=== SELECTED EXCERPT ===

Feel to roast me, and give me solid advice or direction pls.
Turned 31 this July. It’s been a wild last decade.
Community college for 4 years, university for 4, dropped out university during pandemic cause I was burnt out, and sucked at online classes. But have an opportunity to complete to my undergraduate by working for a private university staff member, next year. Worked for the same company for 12 years.
Paid off a car, got an another car when weather disaster killed my previous one. That was all on a part time paycheck but now Officially full time.
Grocery retail probs. (Money excuse)
All while dealing w child hood trauma, and finally found the right therapy. I’ve always had crushes, but never a girlfriend due to my extreme social awkwardness. never been kissed. I am str8, but due to my crazy divorced parents dealing with their crappy 2 marriages. I was always forced to take care of them and my half siblings. Even after moving out, I found myself giving it all to my church group, I always worked and cared for others as a form of mental emotional escape. But I have deep solid friendships with a handful of my college friends.
Despite realizing i used religious excuses as a crutch in my 20’s, I am still a person of faith, and still hope to find someone similar.

Realizing now that I feel like I missed out most of the girls my age, more than half of them are married and settled down, feels like there isn’t anyone out there close to my age, left single for me. 2 girls I had feelings for, they were the sister of 2 of my good friends, that I am still close to this day. But I never got to chance to open my feelings and or get a coffee to them before they accepted their marriage proposals (they were both in secret courtships in different cities). I let high functioning anxiety rob me of my 20’s. I honestly don’t know if any girls within my millennial generation are still available.
Growing w divorced parents, I cannot emotionally deal with becoming a stepparent my self. And I have to go younger but not too young. I am in decent shape and work a decent full time job.

=== WORK ORDER ===
Answer these questions from the post:
(a) How many years has the writer worked for the same company?
(b) How long did the writer attend community college?
(c) Who were the two girls the writer had feelings for the sisters of?
The records that come next are not needed.

(Records from a collection)
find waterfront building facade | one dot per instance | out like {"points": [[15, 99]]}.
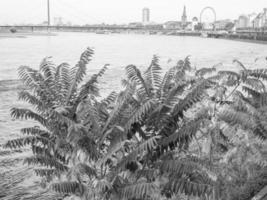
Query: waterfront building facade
{"points": [[243, 21], [260, 20], [184, 17], [194, 23], [145, 15], [221, 24]]}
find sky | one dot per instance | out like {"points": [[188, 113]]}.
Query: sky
{"points": [[120, 11]]}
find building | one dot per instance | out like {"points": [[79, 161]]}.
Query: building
{"points": [[58, 21], [221, 24], [243, 21], [184, 17], [194, 23], [172, 25], [260, 20], [145, 16]]}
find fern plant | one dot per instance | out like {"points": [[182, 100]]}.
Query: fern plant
{"points": [[55, 93], [146, 141]]}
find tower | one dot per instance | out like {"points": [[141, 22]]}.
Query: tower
{"points": [[145, 15], [184, 17]]}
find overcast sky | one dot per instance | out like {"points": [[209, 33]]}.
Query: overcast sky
{"points": [[120, 11]]}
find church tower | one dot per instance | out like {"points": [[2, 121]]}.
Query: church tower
{"points": [[184, 17]]}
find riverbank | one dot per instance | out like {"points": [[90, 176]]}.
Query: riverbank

=== SOLVED PROBLEM ===
(a) 12 years
(b) 4 years
(c) Two of the writer's good friends